• _JOB_:
Return each line of the records with nothing changed, pictures excepted.

(Labeled-object pointing entries)
⁂

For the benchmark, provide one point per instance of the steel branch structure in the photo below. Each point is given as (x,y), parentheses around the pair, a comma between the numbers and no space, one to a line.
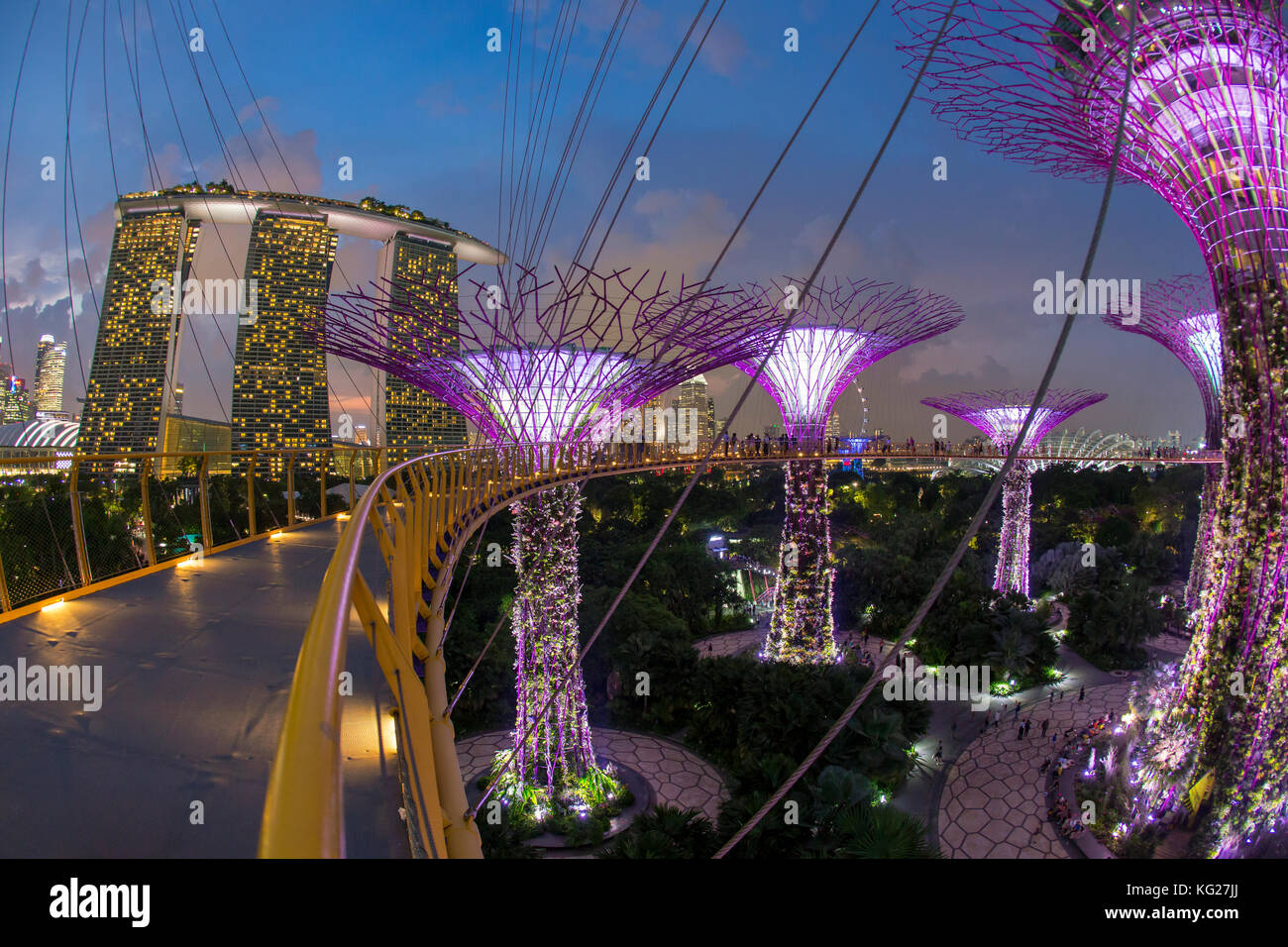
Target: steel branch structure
(549,365)
(1000,414)
(1041,81)
(1080,450)
(1180,315)
(841,329)
(1203,80)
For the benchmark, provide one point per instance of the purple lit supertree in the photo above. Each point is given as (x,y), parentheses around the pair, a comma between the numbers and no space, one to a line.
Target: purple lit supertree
(1043,81)
(1180,315)
(1000,414)
(540,367)
(841,329)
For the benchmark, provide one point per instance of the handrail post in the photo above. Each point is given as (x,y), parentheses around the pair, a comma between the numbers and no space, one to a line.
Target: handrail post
(145,475)
(323,463)
(290,488)
(78,527)
(462,834)
(4,587)
(250,492)
(204,492)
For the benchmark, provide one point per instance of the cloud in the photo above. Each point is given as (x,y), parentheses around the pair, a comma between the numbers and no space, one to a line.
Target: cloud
(441,99)
(724,51)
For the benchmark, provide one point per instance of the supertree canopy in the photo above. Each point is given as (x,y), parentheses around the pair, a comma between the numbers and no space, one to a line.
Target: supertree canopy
(1180,315)
(840,330)
(540,368)
(1000,414)
(1080,450)
(1042,81)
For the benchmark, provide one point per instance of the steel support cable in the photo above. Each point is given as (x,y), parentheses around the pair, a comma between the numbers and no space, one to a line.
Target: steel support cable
(176,16)
(192,162)
(286,166)
(505,119)
(699,466)
(510,134)
(496,629)
(648,147)
(590,95)
(132,69)
(513,118)
(565,37)
(995,487)
(69,68)
(230,161)
(642,123)
(4,188)
(550,210)
(606,193)
(537,115)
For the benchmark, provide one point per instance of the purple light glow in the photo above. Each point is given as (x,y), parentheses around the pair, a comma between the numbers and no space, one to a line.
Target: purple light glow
(1180,315)
(540,363)
(840,329)
(1206,125)
(1001,414)
(1206,114)
(537,361)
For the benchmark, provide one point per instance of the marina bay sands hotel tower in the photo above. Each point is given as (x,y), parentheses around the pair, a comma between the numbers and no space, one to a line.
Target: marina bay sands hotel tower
(279,393)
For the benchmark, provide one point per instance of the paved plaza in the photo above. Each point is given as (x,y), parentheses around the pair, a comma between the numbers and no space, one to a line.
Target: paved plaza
(993,802)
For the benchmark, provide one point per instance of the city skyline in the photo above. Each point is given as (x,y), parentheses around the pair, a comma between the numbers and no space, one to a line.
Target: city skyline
(697,185)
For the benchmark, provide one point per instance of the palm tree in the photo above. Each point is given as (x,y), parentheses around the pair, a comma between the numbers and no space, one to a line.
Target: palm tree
(880,831)
(1013,652)
(665,832)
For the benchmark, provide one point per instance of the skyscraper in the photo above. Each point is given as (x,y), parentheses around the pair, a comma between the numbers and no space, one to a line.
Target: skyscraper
(17,403)
(51,368)
(279,386)
(138,333)
(694,407)
(413,419)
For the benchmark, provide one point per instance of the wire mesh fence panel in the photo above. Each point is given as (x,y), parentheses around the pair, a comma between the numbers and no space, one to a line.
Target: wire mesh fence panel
(112,518)
(308,492)
(269,500)
(228,521)
(37,541)
(175,504)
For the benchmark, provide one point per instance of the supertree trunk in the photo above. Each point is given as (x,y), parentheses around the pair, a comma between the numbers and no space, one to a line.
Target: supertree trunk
(546,596)
(1233,694)
(1203,539)
(1013,549)
(802,629)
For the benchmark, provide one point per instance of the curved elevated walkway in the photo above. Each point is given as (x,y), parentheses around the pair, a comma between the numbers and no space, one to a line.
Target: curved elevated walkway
(197,665)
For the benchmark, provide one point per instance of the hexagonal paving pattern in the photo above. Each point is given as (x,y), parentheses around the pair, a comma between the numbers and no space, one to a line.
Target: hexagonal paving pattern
(677,776)
(993,804)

⁂

• _TASK OUTPUT_:
For the benchmark, provide one point per instance of the steel branch structure in the photo below. Each point is given as (x,y), parentheses around the pair, a comma between the numbers and no space, one to a line.
Target: steel branch structure
(549,365)
(1000,414)
(1041,81)
(1080,450)
(1180,315)
(841,329)
(1203,80)
For the benchmark, provide one point per instance of the purple lit supertree in the photo above. Each point is given as (x,y), parentheses around the pair, a comma between the numbers and no space, one to a line.
Target: purple lit supertree
(1043,81)
(1180,315)
(1000,414)
(540,367)
(841,329)
For the benchmark, provide one point per instance of the handrail post in the photo above. Each point is given as (x,y), parentheses around the pair, a comma between the numbers and no space, one to a line.
Target: handrail post
(145,475)
(323,463)
(290,488)
(78,527)
(462,834)
(4,587)
(250,492)
(204,492)
For the benchmark, provide one point per instance of the cloud in the photo above. Each point is given as (x,y), parentheses around the pair, a comma between the numbers and no space, one to a line.
Target: cloud
(441,99)
(724,51)
For the benchmark, provide one point per instance of the supertree canopy in the photo above. Each point is given as (x,y), parentheses around the pair, a comma between the numbers and no space, one to a line.
Target: supertree canopy
(1180,315)
(840,330)
(540,368)
(1000,414)
(1080,450)
(1042,81)
For the benchmark, provide one point per instance of the steel support cable in the photo above. Each point is given as (x,y), parentheses around the pair, a comma between the numbers and no space, one to a line.
Target: steel support cable
(176,16)
(192,162)
(286,166)
(505,119)
(699,466)
(510,134)
(496,629)
(648,147)
(590,95)
(132,69)
(513,118)
(565,37)
(995,487)
(69,68)
(230,161)
(642,123)
(4,188)
(550,210)
(606,193)
(537,115)
For the benchmark, provide one point per instance of the purple light glow in the photo above. Each point is given as (x,y), parentheses around the pair, a comma between the numbers and no space, one to a line.
Target: purple light glow
(1180,315)
(540,363)
(840,329)
(1206,125)
(1001,414)
(1206,114)
(537,361)
For the benchmark, provide one point per instance of the marina bay sands hotel tower in the photo above. Each point is given as (x,y), parentheses around the pair, a comma between the numbers and no space, one to a line.
Target: marina bay sands hotel tower
(279,393)
For the benchmark, provide one point per instance of the paved plaza in the photo above. Each point is given as (x,y), parentheses around the pair, a comma between the numbers and no space, one to a line.
Target: paved plaza
(993,802)
For the benchmark, provide one point per instance of the city skyline in the photo above. Each point is given as (x,y), parentheses around the pair, a comma between the numbers and no space, one to a line.
Target: city skyline
(697,185)
For the benchmark, provide one point per instance of the palm tree in the photo above. Each point is given as (x,y), parentheses around the pair, a comma between the numbers and no space, one to a line.
Target: palm tree
(880,831)
(1013,652)
(665,832)
For the benchmark, provide one point per instance of the skyscraper in the photo above. Each point is given as (x,y), parentheses around the pair, a comma between the numbers and no space, one to a line.
Target: skyscraper
(17,403)
(51,368)
(279,386)
(138,333)
(694,407)
(413,419)
For the benchmark, provide one point per instance of the wire mesh fence panel in the photo above. Each point is given as (x,y), parentheses around the pair, a comma between the numbers and no space, one to a line.
Target: wire mesh fence panel
(112,518)
(308,492)
(269,500)
(228,521)
(37,541)
(175,504)
For the benchmark, provide one point per instance of the supertree trunk in the photo above. Each point is given as (x,y), parentheses around the pair, a comma between the numbers and no space, one to a line.
Target: supertree trunk
(546,596)
(1233,694)
(1203,539)
(1013,549)
(802,629)
For the benchmark, provide one point per instance of the curved elevated walkway in the photo above. Each point is given as (x,y), parentheses around the pair, a comma between the numbers and no space, one to a line.
Target: curved elevated walkway
(197,665)
For the benchmark, provide one point per instance of the hexagonal paving pattern in the photo above. Each point is given as (x,y), parentheses around the pair, a comma between the numbers and no space, one to a line.
Target: hexagonal paving pattern
(677,776)
(993,804)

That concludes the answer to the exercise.